▶ [WHAT YOU NEED TO DO]:
1. According to the text on nut and peanut consumption, how many Chinese men and women living in Shanghai were included in the analysis?
2. From the text on nut and peanut consumption, reproduce the portion starting at "Nuts are rich" and ending at "consumed peanuts only.".

▶ [DOCUMENT SECTION]:

According to an article published in JAMA, consumption of nuts and peanuts reduces the risk of overall death and death from cardiovascular disease across different ethnic groups and individuals with low socioeconomic status. This suggests that peanuts may be a cost-effective measure to improve cardiovascular health.
Nuts are rich in nutrients and peanuts have nutrients that are similar to tree nuts. Xiao-Ou Shu, M.D., Ph.D., of the Vanderbilt University School of Medicine, Nashville, and co-authors examined the association between nut/peanut consumption and mortality.
They analysed three study groups comprising of 71,764 low-income black and white men and women living in the south-eastern United States and 134,265 Chinese men and women living in Shanghai, China. Among the study participants, men consumed more peanuts than women. The US group had 50/50 nut/peanut consumption while the Chinese group consumed peanuts only.

▶ [DATASET CONTENT]:
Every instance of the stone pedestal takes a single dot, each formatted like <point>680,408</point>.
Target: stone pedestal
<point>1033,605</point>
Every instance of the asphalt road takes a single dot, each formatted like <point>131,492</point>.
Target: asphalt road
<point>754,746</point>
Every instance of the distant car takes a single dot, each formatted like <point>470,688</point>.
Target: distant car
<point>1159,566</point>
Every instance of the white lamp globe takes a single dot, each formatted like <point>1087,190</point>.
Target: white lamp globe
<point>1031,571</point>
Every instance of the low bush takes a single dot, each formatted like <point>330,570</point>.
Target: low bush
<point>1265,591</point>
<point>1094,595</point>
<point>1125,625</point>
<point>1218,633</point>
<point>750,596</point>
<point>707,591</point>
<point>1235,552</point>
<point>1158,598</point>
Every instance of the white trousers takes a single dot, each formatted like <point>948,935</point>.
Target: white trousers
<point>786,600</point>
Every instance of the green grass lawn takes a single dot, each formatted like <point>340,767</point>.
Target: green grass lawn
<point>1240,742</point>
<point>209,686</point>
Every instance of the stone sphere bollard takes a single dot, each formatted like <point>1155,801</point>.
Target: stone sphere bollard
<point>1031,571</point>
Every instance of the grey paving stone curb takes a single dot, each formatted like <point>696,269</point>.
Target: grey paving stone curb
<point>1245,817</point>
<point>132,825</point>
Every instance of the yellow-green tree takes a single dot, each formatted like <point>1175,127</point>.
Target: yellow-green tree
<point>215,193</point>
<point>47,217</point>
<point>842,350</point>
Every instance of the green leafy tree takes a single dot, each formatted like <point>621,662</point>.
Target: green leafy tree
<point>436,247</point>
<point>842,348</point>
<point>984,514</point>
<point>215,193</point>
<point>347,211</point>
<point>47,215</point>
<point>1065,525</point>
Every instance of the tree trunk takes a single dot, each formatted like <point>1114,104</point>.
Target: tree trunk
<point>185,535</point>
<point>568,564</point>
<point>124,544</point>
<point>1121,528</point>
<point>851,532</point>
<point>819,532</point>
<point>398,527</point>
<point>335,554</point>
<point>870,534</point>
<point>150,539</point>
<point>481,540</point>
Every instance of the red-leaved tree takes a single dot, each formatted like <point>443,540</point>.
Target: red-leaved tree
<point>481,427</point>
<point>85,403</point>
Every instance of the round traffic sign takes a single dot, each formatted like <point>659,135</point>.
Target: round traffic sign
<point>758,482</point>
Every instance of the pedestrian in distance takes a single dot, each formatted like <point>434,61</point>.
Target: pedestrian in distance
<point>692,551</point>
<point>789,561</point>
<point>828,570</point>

▶ [ANSWERS FOR THE TASKS]:
1. 134,265

2.
Nuts are rich in nutrients and peanuts have nutrients that are similar to tree nuts. Xiao-Ou Shu, M.D., Ph.D., of the Vanderbilt University School of Medicine, Nashville, and co-authors examined the association between nut/peanut consumption and mortality.
They analysed three study groups comprising of 71,764 low-income black and white men and women living in the south-eastern United States and 134,265 Chinese men and women living in Shanghai, China. Among the study participants, men consumed more peanuts than women. The US group had 50/50 nut/peanut consumption while the Chinese group consumed peanuts only.